§ EXERCISE
Find every line in the records below that contains the word "rough", and copy each of those lines in full.

§ RECORDS PROVIDED
____________________

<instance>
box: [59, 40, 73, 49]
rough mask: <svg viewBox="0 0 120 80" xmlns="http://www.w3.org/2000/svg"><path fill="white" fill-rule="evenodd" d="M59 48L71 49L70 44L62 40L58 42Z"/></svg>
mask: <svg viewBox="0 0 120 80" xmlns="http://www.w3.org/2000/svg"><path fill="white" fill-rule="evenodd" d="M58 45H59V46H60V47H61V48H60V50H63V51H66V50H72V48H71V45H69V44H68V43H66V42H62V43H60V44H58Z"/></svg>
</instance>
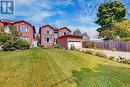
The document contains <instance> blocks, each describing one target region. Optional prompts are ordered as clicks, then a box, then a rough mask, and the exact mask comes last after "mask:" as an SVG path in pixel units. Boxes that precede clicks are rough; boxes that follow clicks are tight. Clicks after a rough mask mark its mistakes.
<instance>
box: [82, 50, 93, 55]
mask: <svg viewBox="0 0 130 87" xmlns="http://www.w3.org/2000/svg"><path fill="white" fill-rule="evenodd" d="M84 53H86V54H91V55H93V54H94V52H93V51H92V50H86V51H85V52H84Z"/></svg>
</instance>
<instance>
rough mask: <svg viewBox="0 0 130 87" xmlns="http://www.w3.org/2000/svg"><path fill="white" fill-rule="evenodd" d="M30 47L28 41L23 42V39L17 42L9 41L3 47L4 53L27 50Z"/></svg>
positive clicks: (17, 41)
mask: <svg viewBox="0 0 130 87" xmlns="http://www.w3.org/2000/svg"><path fill="white" fill-rule="evenodd" d="M29 47H30V45H29V44H28V42H27V41H23V40H21V39H19V40H17V41H13V40H9V41H8V42H6V43H5V44H4V45H3V47H2V48H3V49H4V51H14V50H16V49H17V50H25V49H29Z"/></svg>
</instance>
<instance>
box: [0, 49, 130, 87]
mask: <svg viewBox="0 0 130 87" xmlns="http://www.w3.org/2000/svg"><path fill="white" fill-rule="evenodd" d="M0 87H130V66H129V65H125V64H119V63H116V62H112V61H109V60H107V59H103V58H99V57H95V56H92V55H87V54H83V53H81V52H77V51H68V50H62V49H40V48H38V49H30V50H25V51H17V52H0Z"/></svg>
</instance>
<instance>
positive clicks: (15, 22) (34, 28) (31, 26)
mask: <svg viewBox="0 0 130 87" xmlns="http://www.w3.org/2000/svg"><path fill="white" fill-rule="evenodd" d="M22 22H23V23H26V24H27V25H29V26H31V27H32V28H33V31H34V33H36V30H35V27H34V26H33V25H32V24H30V23H28V22H26V21H24V20H20V21H16V22H14V24H18V23H22Z"/></svg>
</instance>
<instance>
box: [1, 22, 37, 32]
mask: <svg viewBox="0 0 130 87" xmlns="http://www.w3.org/2000/svg"><path fill="white" fill-rule="evenodd" d="M0 22H1V23H3V24H4V26H6V25H14V24H17V23H21V22H24V23H26V24H27V25H29V26H31V27H32V28H33V31H34V33H36V30H35V27H34V26H33V25H32V24H30V23H28V22H26V21H24V20H20V21H15V22H14V21H11V20H0Z"/></svg>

____________________

§ OUTPUT OF THE TASK
rough mask: <svg viewBox="0 0 120 80" xmlns="http://www.w3.org/2000/svg"><path fill="white" fill-rule="evenodd" d="M59 48L71 49L70 44L62 40L58 42Z"/></svg>
The document contains <instance> blocks, each describing one target region. Optional prompts are ordered as clicks, then a box, then a rough mask, and the exact mask comes last after "mask:" as an SVG path in pixel units. Boxes that precede clicks are rough; boxes that follow clicks are tight. Clicks after a rough mask mark its mistakes.
rough mask: <svg viewBox="0 0 130 87" xmlns="http://www.w3.org/2000/svg"><path fill="white" fill-rule="evenodd" d="M30 47L28 41L23 42V39L17 42L9 41L3 47L4 53L27 50Z"/></svg>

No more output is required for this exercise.